** TEXT SHOWN follows **

Washington, D.C. — A day after researchers published a study claiming that state-level nursing home staffing mandates caused little financial harm, the industry hit back hard — and it wasn’t holding back.
The study, published in Health Affairs and led by researchers from the University of Pennsylvania and Lehigh University, concluded that state mandates from 2010 to 2023 raised non-registered nurse staffing by about 5% without driving widespread closures or financial damage. But major industry groups called those findings narrow, incomplete, and shaped by the researchers’ own leanings.
Rachel Reeves, spokeswoman for the American Health Care Association and National Center for Assisted Living, said the study raises questions about methodology and reflects what she described as bias in the analysis.
She said the study showed no substantial increase in total direct care staffing and did not fully analyze the differences in state policies that could have shaped the results.
Reeves added that staffing mandates represent what she described as an outdated policy approach, particularly as the country faces a rapidly aging population and persistent workforce shortages.
What Providers Say the Study Missed
For LeadingAge, the association representing nonprofit aging services providers, the numbers tell only part of the story. Vice president of health policy Jodi Eyigor said the real question isn’t whether mandates cause closures — it’s what operators quietly sacrifice to stay afloat.

** End of TEXT SHOWN **
** SUPPLIED MATERIAL follows **

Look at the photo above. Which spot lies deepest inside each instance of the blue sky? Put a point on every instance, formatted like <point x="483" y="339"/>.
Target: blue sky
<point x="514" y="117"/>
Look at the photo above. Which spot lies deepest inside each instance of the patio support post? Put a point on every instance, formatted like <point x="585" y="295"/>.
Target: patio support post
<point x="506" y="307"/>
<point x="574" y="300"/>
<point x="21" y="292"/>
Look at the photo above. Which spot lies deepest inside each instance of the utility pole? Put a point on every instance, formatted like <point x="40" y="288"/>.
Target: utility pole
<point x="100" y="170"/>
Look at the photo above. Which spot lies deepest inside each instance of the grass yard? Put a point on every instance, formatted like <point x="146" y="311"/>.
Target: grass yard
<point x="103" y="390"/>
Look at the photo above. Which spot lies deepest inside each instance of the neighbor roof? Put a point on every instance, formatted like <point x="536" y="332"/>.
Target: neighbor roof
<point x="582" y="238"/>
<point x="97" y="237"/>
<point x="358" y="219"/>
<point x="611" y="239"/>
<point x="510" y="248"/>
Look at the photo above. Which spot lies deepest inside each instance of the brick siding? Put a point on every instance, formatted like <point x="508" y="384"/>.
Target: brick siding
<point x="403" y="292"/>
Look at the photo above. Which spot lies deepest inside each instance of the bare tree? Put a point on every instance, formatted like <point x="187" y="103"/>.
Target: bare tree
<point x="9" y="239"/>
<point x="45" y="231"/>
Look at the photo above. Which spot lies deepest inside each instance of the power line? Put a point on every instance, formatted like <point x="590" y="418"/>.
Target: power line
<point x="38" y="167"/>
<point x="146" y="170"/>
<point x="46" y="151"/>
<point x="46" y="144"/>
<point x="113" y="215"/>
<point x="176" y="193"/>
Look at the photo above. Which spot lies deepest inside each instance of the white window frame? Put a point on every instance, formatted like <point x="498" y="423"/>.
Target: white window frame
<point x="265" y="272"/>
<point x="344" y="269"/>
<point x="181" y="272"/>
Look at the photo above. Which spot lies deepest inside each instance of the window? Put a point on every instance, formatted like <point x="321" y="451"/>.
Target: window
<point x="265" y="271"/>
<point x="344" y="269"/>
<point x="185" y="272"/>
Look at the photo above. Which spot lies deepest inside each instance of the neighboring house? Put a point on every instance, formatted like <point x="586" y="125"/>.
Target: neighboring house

** End of SUPPLIED MATERIAL **

TO DO = According to the article on nursing home staffing mandates, by about what percentage did state mandates from 2010 to 2023 raise non-registered nurse staffing?

REPLY = About 5%.